> _AIM OF THE TASK_: Update the data below so that each "pointer" becomes "annotator", and leave every other part of the lines unchanged.
* BEGIN *
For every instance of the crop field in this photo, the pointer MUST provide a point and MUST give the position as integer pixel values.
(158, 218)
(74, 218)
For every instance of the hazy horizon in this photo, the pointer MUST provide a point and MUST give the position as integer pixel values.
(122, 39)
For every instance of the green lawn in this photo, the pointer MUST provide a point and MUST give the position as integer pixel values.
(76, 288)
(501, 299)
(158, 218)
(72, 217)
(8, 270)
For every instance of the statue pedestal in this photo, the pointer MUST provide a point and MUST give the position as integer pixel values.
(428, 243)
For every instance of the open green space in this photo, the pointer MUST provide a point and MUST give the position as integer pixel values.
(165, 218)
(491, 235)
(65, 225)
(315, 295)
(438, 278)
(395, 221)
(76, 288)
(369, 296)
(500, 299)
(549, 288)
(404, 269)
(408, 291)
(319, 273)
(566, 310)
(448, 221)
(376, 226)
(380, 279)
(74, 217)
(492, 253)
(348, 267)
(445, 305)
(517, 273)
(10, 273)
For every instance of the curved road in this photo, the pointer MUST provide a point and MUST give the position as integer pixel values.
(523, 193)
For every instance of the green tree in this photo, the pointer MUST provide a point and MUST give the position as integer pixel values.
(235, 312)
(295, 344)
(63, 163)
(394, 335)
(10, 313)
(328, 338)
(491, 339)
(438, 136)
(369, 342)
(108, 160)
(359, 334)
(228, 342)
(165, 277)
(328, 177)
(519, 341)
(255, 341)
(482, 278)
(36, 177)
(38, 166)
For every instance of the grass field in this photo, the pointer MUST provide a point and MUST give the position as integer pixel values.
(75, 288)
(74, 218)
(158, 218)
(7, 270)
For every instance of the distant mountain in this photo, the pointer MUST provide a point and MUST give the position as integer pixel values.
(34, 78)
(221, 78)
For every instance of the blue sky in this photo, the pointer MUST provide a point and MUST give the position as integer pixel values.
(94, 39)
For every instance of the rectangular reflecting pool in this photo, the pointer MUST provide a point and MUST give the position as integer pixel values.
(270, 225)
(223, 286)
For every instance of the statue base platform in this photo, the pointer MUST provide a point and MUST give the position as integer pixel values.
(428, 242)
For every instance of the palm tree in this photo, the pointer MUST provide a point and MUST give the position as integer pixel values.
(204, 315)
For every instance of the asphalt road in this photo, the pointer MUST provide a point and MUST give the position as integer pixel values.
* END *
> _RESULT OF THIS EXERCISE_:
For every instance of the crop field in this photo, the annotator MUST provide a point and MUST give the position as integer pixel values.
(158, 218)
(74, 218)
For every instance of the hazy horizon in this photo, the annotator MUST provide a point and MUST give the position as integer pixel values.
(122, 39)
For every instance of the green lawn in this photo, the annotator MUST provide a point and MUST give the position as integer pixel values.
(76, 288)
(501, 299)
(158, 218)
(72, 217)
(8, 270)
For every instance of the statue pedestal in this photo, the annotator MUST provide a point and MUST give the position as integer pixel values.
(428, 243)
For every instance of the open green space in this photo, the annotator MUST provide a point and MUST give the position as integer pixel values.
(165, 218)
(491, 235)
(65, 225)
(315, 295)
(438, 278)
(395, 221)
(76, 288)
(369, 296)
(500, 299)
(549, 288)
(404, 269)
(408, 291)
(319, 273)
(566, 310)
(448, 221)
(376, 226)
(380, 279)
(74, 217)
(492, 253)
(348, 267)
(445, 305)
(517, 273)
(10, 273)
For every instance of the curved road in this photo, the annotator MUST provide a point and MUST give the position as integer pixel values.
(523, 193)
For every instance of the green tree in this photo, the annotator MUST provide a point and MUST give the position as integer pixel values.
(235, 312)
(295, 344)
(63, 163)
(394, 335)
(10, 313)
(328, 338)
(491, 339)
(438, 136)
(369, 342)
(108, 160)
(359, 334)
(228, 342)
(165, 277)
(328, 177)
(519, 341)
(255, 341)
(482, 278)
(36, 177)
(38, 166)
For every instance of the grass field in this photo, the annotator MUST provide a point and MUST give the position as integer pixel values.
(75, 288)
(74, 218)
(158, 218)
(7, 270)
For every instance of the distant mountain in this photo, the annotator MUST provide a point and MUST give the position as integer pixel values.
(34, 78)
(221, 78)
For every instance of the blue sky in this photo, the annotator MUST provide a point and MUST give the position as integer pixel values.
(94, 39)
For every instance of the rectangular reflecting pool in this photo, the annotator MUST provide a point and MUST give the position as integer pixel values.
(270, 225)
(223, 286)
For every instance of the statue base platform in this photo, the annotator MUST provide a point and MUST give the position as integer pixel values.
(428, 242)
For every instance of the palm tree in this photo, the annotator MUST provide a point and MUST give the position as integer pixel values.
(204, 315)
For every instance of the asphalt road in this photo, the annotator MUST provide a point and MUST give the position as integer pixel values.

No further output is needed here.